→ Provided information:
************

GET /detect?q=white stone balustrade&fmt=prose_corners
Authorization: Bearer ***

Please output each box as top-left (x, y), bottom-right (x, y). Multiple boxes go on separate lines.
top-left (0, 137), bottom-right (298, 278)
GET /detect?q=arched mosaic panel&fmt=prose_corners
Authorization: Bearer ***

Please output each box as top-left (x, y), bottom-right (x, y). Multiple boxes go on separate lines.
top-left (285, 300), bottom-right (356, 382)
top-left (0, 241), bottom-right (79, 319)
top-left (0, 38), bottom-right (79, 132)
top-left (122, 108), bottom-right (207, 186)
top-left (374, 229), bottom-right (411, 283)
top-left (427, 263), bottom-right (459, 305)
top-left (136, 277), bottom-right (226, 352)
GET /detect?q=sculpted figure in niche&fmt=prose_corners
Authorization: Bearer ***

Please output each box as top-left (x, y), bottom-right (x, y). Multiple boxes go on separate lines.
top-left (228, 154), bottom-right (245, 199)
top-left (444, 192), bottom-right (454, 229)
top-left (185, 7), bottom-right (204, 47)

************

→ Directive: Repeat the records from the line with "GET /detect?q=arched mosaic" through the end of the records, substituting "carved statue" for "sculpted figure" and leaving everything else unchanged.

→ Finished task:
GET /detect?q=arched mosaic panel&fmt=prose_corners
Authorization: Bearer ***

Please output each box as top-left (x, y), bottom-right (x, y). Multiple boxes go on separate lines.
top-left (285, 300), bottom-right (356, 382)
top-left (0, 241), bottom-right (79, 319)
top-left (0, 38), bottom-right (79, 132)
top-left (122, 108), bottom-right (207, 186)
top-left (374, 229), bottom-right (411, 283)
top-left (427, 263), bottom-right (459, 305)
top-left (136, 277), bottom-right (226, 352)
GET /detect?q=carved statue in niche&fmt=prose_corners
Authorization: Bearer ***

Please output each box as top-left (x, y), bottom-right (x, y). Multiple boxes go on separate lines.
top-left (228, 154), bottom-right (245, 199)
top-left (444, 192), bottom-right (454, 229)
top-left (185, 7), bottom-right (204, 47)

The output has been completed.